▶ **Text excerpt**:
○ ○ ○ ○

MontpelierA Virginia slave labor camp.

I am the descendant of those people. My mother’s people slaved in South Carolina, my father’s in Georgia. As of now, I know nothing else concrete about them. I do know, that if you had visited any of these stately homes in their heyday, you would have seen far more slaves than free people. A uniformed Black man would have taken your coat and cordially led you deeper into the recesses of the place. You would have seen men and women of all ages, impeccably uniformed, hurrying to and fro, forced by the existential threat of violence, to attend to your comfort. If you had just stood still, you might have gone minutes, even hours, without seeing another White face. Madison had a wife and one son, which means that when the Madison family was home “alone,” if you exclude the one White overseer he employed and the overseer’s family who also lived on the estate, as many as 98% of the people living at Montpelier at any time were enslaved Africans. Which means, that while the story of Madison’s presidency and his intellectual contributions to the nation’s founding are his; the story of Montpelier is the story of its slaves.

○ ○ ○ ○

(Stored data entries)
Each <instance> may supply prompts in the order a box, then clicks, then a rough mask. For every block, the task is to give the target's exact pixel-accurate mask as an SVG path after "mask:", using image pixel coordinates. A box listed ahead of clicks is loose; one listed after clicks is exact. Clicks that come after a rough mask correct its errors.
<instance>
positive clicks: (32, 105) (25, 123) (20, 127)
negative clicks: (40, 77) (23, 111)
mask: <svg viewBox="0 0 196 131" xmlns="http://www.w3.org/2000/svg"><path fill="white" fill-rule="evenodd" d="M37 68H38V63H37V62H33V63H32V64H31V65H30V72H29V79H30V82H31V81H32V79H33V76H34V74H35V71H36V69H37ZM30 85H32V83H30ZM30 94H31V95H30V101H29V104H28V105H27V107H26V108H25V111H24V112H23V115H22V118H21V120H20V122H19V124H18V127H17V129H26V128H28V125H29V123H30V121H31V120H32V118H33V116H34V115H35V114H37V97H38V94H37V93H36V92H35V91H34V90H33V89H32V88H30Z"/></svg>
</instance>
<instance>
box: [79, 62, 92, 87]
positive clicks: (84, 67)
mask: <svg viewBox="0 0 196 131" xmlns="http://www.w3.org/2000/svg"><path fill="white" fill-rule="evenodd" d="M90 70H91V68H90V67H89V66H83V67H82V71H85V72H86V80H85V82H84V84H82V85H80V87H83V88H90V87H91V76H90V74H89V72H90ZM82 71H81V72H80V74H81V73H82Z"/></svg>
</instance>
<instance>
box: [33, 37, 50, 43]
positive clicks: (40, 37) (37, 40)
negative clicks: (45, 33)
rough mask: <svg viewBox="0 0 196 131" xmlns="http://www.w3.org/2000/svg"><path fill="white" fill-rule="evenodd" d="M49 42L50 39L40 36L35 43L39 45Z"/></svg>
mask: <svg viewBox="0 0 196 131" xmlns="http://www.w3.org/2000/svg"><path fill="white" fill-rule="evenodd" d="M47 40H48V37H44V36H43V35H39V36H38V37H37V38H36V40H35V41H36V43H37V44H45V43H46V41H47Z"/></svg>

○ ○ ○ ○

▶ **Work order**: In the Montpelier passage, in which state did the father's people of the person writing slave? None of the rows are needed.

▶ **Solution for this exercise**: Georgia.